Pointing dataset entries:
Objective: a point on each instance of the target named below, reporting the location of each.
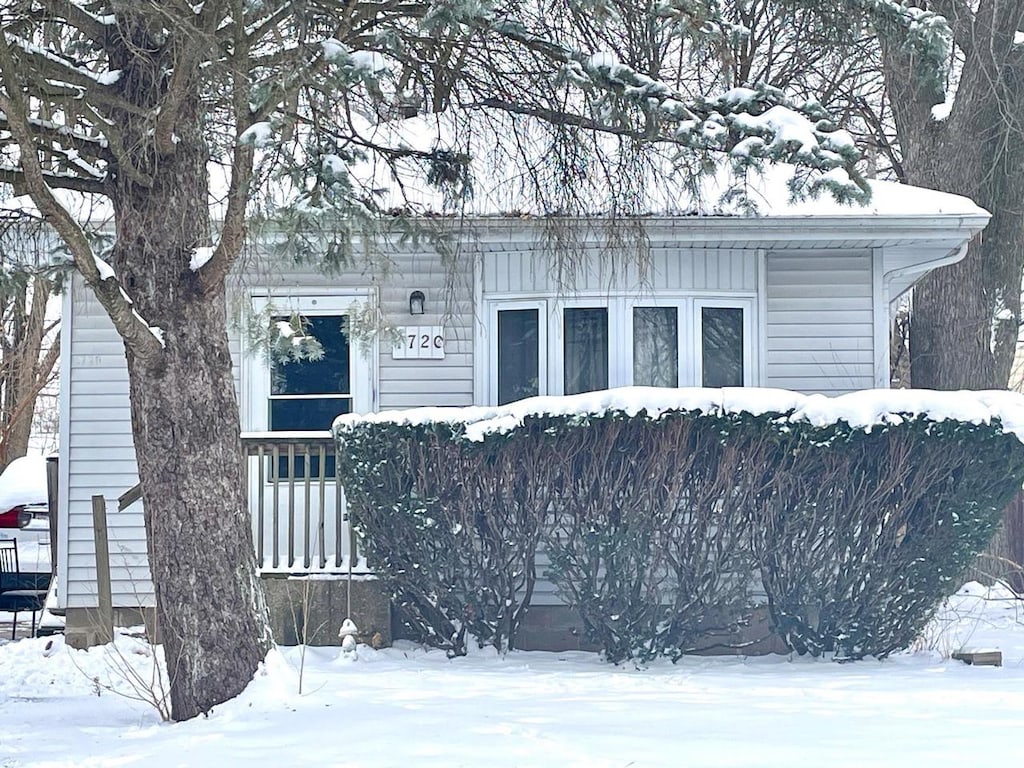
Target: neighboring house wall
(810, 328)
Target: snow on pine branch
(861, 410)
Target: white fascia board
(765, 230)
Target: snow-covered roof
(24, 481)
(500, 187)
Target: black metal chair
(15, 594)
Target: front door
(298, 517)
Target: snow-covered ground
(407, 707)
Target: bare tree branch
(135, 332)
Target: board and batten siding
(97, 454)
(97, 457)
(820, 321)
(525, 270)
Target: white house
(798, 297)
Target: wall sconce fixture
(416, 302)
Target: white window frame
(620, 308)
(696, 328)
(257, 368)
(684, 360)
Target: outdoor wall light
(416, 302)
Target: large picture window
(668, 341)
(586, 349)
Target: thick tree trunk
(185, 421)
(965, 317)
(210, 608)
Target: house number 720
(425, 341)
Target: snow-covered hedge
(659, 508)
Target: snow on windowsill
(862, 409)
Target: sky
(409, 707)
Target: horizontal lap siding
(100, 459)
(524, 270)
(820, 325)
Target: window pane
(586, 350)
(330, 375)
(518, 354)
(655, 346)
(722, 345)
(306, 414)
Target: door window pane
(518, 354)
(722, 346)
(586, 350)
(655, 346)
(308, 395)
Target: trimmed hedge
(660, 528)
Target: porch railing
(299, 518)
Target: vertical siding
(97, 454)
(820, 322)
(818, 338)
(519, 268)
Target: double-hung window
(551, 346)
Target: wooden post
(104, 609)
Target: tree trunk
(210, 607)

[Short task] Return every entry above word for word and line for line, leaving out the picture lines.

[Exercise solution]
Objective: a point on each instance of the target named below, reporting the location of each.
Target: neighboring house wall
(810, 328)
Target: snow on pine branch
(861, 410)
Target: white fascia board
(765, 230)
Target: snow-covered roof
(24, 481)
(500, 187)
Target: black metal chair
(15, 594)
Target: front door
(298, 517)
Target: snow-covered ground
(407, 707)
Target: bare tree branch
(135, 332)
Target: board and batten siding
(97, 454)
(97, 457)
(820, 321)
(525, 270)
Target: white house
(798, 297)
Target: wall sconce fixture
(416, 302)
Target: white window frame
(620, 308)
(696, 328)
(257, 368)
(684, 360)
Target: outdoor wall light
(416, 302)
Target: large picture window
(668, 341)
(586, 349)
Target: thick tree trunk
(185, 421)
(965, 317)
(210, 608)
Target: house number 720
(425, 341)
Target: snow-covered hedge
(659, 508)
Target: snow on windowsill
(862, 409)
Target: sky
(409, 707)
Target: horizontal lap siding
(100, 459)
(524, 270)
(820, 325)
Target: window pane
(586, 350)
(330, 375)
(518, 354)
(655, 346)
(722, 345)
(306, 414)
Target: door window pane
(518, 354)
(722, 346)
(586, 350)
(655, 346)
(308, 395)
Target: trimmed hedge
(660, 528)
Target: porch railing
(299, 518)
Target: vertical siding
(97, 454)
(820, 322)
(818, 338)
(519, 268)
Target: double-hung window
(551, 346)
Target: wooden post
(104, 609)
Target: tree trunk
(210, 607)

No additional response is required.